• Instructions:
**A)** Duplicate the passage on the heckler's veto from "Then, amid threats" to "Yiannopoulos from speaking.".
**B)** Go on with the passage on the heckler's veto, starting after its final sentence.

• Text for analysis:
Unlike some recent incidents, the debate finally went on after Mr. Kinsley gave in to the protesters’ tantrum, let them read a list of nonsensical leftwing ultimatums, and Bard’s president agreed to leave the team he was on in the debate.

I’m not sure how much of this made the eventual PBS broadcast, but it showed the folly of giving in to the heckler’s veto.  That’s when, in the name of free speech, someone silences someone else.  Courts have made it clear that the heckler’s veto is not protected speech under the First Amendment, no more than falsely yelling “fire” in a crowded theater.

Since President Trump’s election, the Left has been in full heckler’s veto mode, egged on by the same progressives who cheered the violent Occupy mobs in 2011 and 2012 and the goons disrupting the Trump rallies last year.

[Recently], protesters threated violence against Republican Party participants in the 82nd Avenue of Roses Parade in Portland, Oregon, and managed to get the event canceled.   An anonymous email promised that “two hundred or more people” would “rush into the parade into the middle and drag and push those people out…. police cannot stop us from shutting down roads so please consider your decision wisely.”

Then, amid threats of violence, conservative author Ann Coulter was forced to cancel her speech at the University of California, Berkeley.  In February, the campus had suffered $100,000 in property damage when black-clad leftist rioters stopped iconoclast Milo Yiannopoulos from speaking.

In March, political scientist Charles Murray was forced to change venues at Middlebury College in Vermont during a mob attack in which a female professor was injured.  Middlebury itself may be failing to teach about constitutional rights, if a letter signed by 450 alumni prior to Murray’s appearance is any indication:  “This is not an issue of freedom of speech.  In this case we find the principle does not apply.”

• Data for analysis:
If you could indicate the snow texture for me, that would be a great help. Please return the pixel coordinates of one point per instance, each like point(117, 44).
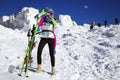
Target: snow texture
point(81, 54)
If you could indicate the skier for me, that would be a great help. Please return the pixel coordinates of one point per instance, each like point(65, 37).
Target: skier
point(46, 32)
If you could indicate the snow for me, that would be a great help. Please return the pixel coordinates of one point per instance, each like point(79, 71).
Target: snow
point(81, 54)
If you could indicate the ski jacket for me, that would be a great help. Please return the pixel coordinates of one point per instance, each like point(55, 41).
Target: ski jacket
point(46, 26)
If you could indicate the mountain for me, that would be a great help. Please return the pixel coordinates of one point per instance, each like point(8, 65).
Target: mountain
point(25, 19)
point(81, 54)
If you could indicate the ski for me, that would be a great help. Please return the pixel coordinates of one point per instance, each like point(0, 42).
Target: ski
point(27, 56)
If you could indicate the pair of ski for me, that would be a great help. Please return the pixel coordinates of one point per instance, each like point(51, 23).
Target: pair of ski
point(27, 57)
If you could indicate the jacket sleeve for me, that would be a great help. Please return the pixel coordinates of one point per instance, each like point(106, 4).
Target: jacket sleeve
point(41, 22)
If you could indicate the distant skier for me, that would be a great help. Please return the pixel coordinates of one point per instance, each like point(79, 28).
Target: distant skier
point(46, 28)
point(105, 23)
point(92, 25)
point(99, 25)
point(116, 21)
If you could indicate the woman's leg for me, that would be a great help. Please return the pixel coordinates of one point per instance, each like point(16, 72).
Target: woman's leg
point(51, 50)
point(40, 48)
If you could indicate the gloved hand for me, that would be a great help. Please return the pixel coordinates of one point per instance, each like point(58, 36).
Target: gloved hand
point(38, 30)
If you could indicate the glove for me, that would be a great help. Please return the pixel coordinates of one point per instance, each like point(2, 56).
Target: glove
point(38, 30)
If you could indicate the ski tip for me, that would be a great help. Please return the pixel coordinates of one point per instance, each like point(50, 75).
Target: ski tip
point(19, 75)
point(27, 76)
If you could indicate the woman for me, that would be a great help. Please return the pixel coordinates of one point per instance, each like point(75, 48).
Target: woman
point(46, 27)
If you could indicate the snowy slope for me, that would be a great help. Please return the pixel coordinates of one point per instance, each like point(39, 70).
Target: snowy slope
point(81, 54)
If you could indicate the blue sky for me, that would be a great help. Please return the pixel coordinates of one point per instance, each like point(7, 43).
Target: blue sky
point(81, 11)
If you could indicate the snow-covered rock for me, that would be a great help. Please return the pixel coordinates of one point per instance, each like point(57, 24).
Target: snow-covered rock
point(66, 20)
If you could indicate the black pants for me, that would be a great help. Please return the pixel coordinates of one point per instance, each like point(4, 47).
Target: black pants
point(42, 43)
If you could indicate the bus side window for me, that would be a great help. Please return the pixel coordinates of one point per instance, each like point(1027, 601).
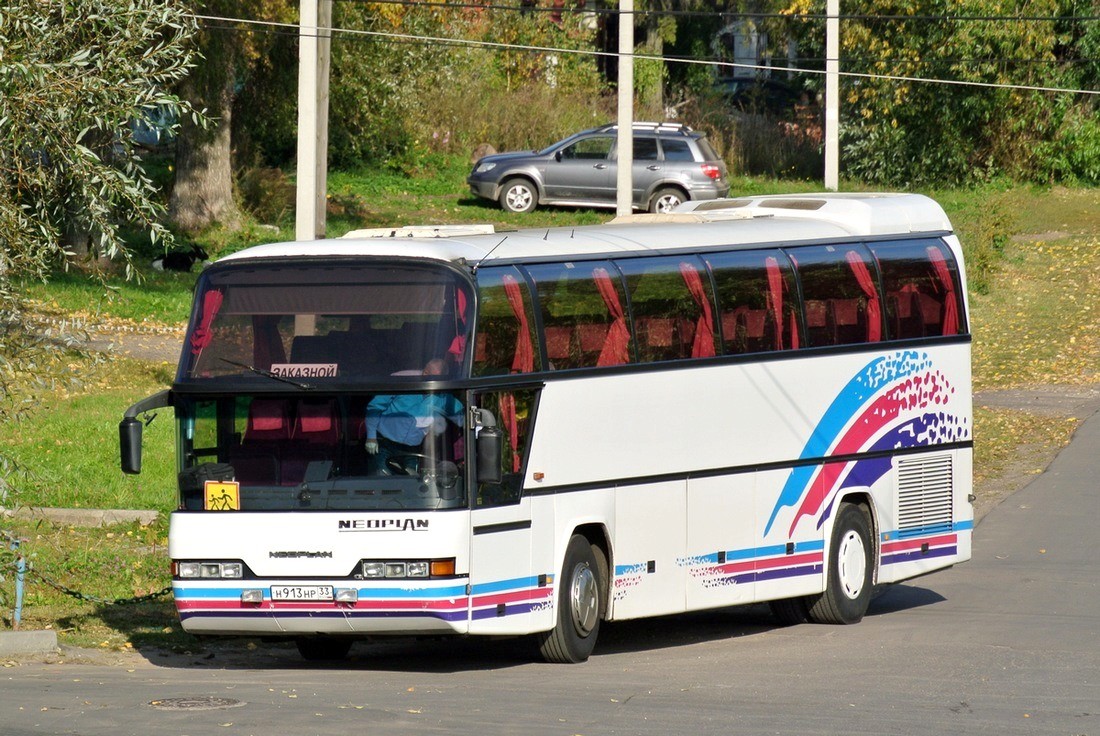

• Answers for each item:
**A)**
Then, amid threats of violence, conservative author Ann Coulter was forced to cancel her speech at the University of California, Berkeley.  In February, the campus had suffered $100,000 in property damage when black-clad leftist rioters stopped iconoclast Milo Yiannopoulos from speaking.

**B)**
Well, okay then. Disagree with us and you lose your rights.

In early April, hundreds of activists blocked an auditorium at Claremont McKenna College in California to prevent author Heather MacDonald from speaking.  Ms. MacDonald’s analysis of crime statistics blows away the media narrative about racist cops spun by the Black Lives Matter movement.  No wonder they wanted her silenced.

For the Left, the issues themselves matter less than a show of force.  As author Angelo M. Codevilla has observed, “The point of PC [political correctness] is not and has never been merely about any of the items that it imposes, but about the imposition itself.”

In “State and Revolution” (1918), Vladimir Lenin wrote:

“The replacement of the bourgeois (middle class) by the proletariat state is impossible without a violent revolution … it is still necessary to suppress the bourgeoisie and crush its resistance.”

Even if none of this involves something you hold dear, the mobs will get around to you if you’re out of step.  A byproduct is the chilling effect it has had on discourse in general.

I recall when liberals and conservatives could agree to disagree during, say, a party, and leave as friends, or at least not as enemies.  But when’s the last time you went to an eclectic gathering and heard genuine views exchanged?  Nobody dares anymore.  The Left’s scorched-earth tactics have poisoned the well.

In Massachusetts, an editorial at The Wellesley News on April 12 openly advocated attacking anyone who fails to bow to leftwing orthodoxy.  Their definition of what will not be allowed includes “racism, sexism, homophobia, Islamophobia, transphobia or any other type of discriminatory speech.  Shutting down rhetoric that undermines the existence and rights of others is not a violation of free speech; it is hate speech.”

The good little Maoists (who are punctuation-challenged) went on to declare, “if people are given the resources to learn and either continue to speak hate speech or refuse to adapt their beliefs, then hostility may be warranted.” Later, they denied that this meant engaging in violence.

Incidentally, Hillary Clinton’s alma mater charges about $63,300 annually for tuition, room and board.  Apparently, that buys the finest brainwashing against the bourgeoisie that a campus can conjure.